Christopher Smith wonders if the Church of England is doing its moral theology in the right way
It is common among those who wish Christianity ill to throw the charge of hypocrisy at Christians, and particularly at those who are outré enough actually to practise their faith. It is something we must brace ourselves against if we are to tell others about the promise of redemption and the joy of eternal life, if we are to be, as the Diocese of London calls us, “ambassadors for Christ”, in a neat bit of rebranding of something St Paul was teaching the Corinthians in about AD 60. “Hypocrite!”, you may be called for going to church and not being perfect; and you might chose to respond in time-honoured fashion: “Well, there’s always room for one more,” or “Just think how terrible I’d be if I didn’t go to church.”
The trouble is that this attitude in society makes talking about the moral life very difficult. Modern society is not uninterested in what it calls “ethics”, by which I think it means analysing the good and bad aspects of any given moral question and trying to come up with an answer – either “yes, society will permit this,” or “no, that is not permissible in our society.” These are the kinds of questions we hear churned over again and again on Radio 4’s The Moral Maze. Euthanasia, abortion, admission of refugees, just war… Each of these can easily fill an episode.
But what the Church wants to talk about, when it can get a word in edgeways, is not so much situation ethics – although that has its place – but the wider matter of moral theology, of living the Christian life, and of the sum total of all situations seen through the eyes of God rather than man: “Good Master, what shall I do to inherit eternal life?” That question comes up in Luke 18, and the story in Luke 16 about Dives and Lazarus reminds us that the way we behave now has consequences for the life beyond this one, and comes with a reminder that the moral life doesn’t work by running up a credit balance with God. Living the moral life is no more than our duty.
The church historian Edward Norman, in his Anglican days, wrote a book called Secularisation: Sacred Values in a Godless World. He has some interesting things to say about the modern world’s push against moral theology, and the Church’s capitulation to secular values. The Church, he says, has become anxious about appearing exclusive – both now and in the life to come – to such a degree that, “Stripped of the exact knowledge of revealed truth, and dependent for its content on natural truth, ‘liberal’ Christian understanding has no clear message to contrast with modern secular humanism.”

^^^^^^^^

▶ Exercise 1: In the essay on moral theology, which radio program is named as repeatedly debating questions such as euthanasia and abortion?
▶ Exercise 2: From the essay on moral theology, quote the passage that starts at the words "But what the" and ends after the words "than our duty.".
▶ Exercise 3: Summarize the essay on moral theology in two sentences.

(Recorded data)
^^^^^^^^

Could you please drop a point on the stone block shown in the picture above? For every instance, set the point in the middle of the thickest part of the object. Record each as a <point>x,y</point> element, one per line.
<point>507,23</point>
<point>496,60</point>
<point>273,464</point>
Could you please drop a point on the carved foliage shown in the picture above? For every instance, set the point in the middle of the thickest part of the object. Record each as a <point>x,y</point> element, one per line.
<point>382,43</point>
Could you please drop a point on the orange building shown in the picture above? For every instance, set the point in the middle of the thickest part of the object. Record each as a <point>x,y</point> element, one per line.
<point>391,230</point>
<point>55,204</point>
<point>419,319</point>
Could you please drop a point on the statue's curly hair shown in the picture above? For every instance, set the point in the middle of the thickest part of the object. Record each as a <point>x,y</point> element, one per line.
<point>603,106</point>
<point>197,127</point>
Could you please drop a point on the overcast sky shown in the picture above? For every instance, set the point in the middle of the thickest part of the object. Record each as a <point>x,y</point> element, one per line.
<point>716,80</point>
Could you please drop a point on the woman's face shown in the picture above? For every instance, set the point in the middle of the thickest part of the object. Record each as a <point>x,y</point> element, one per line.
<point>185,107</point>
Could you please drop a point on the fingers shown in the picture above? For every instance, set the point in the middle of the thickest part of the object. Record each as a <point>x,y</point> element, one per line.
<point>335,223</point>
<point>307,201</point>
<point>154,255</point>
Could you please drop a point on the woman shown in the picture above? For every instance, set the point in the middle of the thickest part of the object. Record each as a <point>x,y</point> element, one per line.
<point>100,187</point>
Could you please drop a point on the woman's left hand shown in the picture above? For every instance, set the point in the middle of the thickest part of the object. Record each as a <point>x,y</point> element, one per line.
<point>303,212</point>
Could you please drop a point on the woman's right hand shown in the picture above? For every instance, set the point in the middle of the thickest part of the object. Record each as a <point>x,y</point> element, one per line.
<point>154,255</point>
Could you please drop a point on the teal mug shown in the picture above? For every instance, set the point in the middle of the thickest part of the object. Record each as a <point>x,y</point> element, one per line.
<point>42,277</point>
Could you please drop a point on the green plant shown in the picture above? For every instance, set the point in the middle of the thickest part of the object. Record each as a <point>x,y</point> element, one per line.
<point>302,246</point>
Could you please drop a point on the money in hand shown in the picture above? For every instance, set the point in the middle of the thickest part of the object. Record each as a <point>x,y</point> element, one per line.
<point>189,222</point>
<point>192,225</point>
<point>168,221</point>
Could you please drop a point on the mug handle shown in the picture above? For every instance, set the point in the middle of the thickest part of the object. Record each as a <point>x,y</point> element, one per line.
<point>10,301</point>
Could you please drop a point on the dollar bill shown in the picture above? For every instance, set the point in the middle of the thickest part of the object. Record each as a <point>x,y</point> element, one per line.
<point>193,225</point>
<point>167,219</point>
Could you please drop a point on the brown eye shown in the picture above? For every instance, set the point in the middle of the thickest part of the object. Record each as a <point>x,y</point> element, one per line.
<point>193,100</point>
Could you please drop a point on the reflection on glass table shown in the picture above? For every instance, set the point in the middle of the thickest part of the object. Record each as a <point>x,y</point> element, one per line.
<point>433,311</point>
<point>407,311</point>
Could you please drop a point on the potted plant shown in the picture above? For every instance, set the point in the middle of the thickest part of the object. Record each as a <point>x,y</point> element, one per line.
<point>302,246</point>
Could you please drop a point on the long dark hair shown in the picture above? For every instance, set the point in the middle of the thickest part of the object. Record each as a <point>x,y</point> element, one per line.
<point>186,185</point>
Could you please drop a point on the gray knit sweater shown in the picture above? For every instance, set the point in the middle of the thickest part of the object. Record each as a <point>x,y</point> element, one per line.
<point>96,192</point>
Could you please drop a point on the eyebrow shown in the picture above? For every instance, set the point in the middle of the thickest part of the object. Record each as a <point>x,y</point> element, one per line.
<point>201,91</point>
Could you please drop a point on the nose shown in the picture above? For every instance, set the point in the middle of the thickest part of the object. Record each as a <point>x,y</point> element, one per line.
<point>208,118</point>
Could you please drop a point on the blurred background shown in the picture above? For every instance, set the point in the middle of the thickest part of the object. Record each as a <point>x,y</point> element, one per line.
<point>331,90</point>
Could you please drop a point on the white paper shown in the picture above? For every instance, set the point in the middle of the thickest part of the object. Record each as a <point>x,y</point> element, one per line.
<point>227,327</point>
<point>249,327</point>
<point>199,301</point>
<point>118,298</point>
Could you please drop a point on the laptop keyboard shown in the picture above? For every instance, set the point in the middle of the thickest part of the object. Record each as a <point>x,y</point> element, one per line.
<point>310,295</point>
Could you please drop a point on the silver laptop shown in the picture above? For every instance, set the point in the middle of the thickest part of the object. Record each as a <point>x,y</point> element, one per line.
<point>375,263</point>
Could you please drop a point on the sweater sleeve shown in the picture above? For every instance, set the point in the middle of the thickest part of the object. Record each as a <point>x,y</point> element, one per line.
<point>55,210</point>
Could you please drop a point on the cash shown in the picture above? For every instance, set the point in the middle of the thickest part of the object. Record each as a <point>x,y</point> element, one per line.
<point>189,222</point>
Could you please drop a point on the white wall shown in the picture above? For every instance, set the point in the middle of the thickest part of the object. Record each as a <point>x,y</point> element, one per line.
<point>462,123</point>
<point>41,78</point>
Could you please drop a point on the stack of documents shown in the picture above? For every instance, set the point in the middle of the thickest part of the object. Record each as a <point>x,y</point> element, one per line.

^^^^^^^^

▶ Right answer 1: Radio 4's The Moral Maze.

▶ Right answer 2:
But what the Church wants to talk about, when it can get a word in edgeways, is not so much situation ethics – although that has its place – but the wider matter of moral theology, of living the Christian life, and of the sum total of all situations seen through the eyes of God rather than man: “Good Master, what shall I do to inherit eternal life?” That question comes up in Luke 18, and the story in Luke 16 about Dives and Lazarus reminds us that the way we behave now has consequences for the life beyond this one, and comes with a reminder that the moral life doesn’t work by running up a credit balance with God. Living the moral life is no more than our duty.

▶ Right answer 3: People who wish Christianity ill often accuse practicing Christians of hypocrisy, and this attitude makes it hard to discuss the moral life in a society whose "ethics" weighs individual questions to decide what it will permit. The Church wants instead to talk about moral theology, the whole Christian life seen through God's eyes, and the historian Edward Norman argues that the Church has given way to secular values and that liberal Christian understanding has no clear message to set against secular humanism.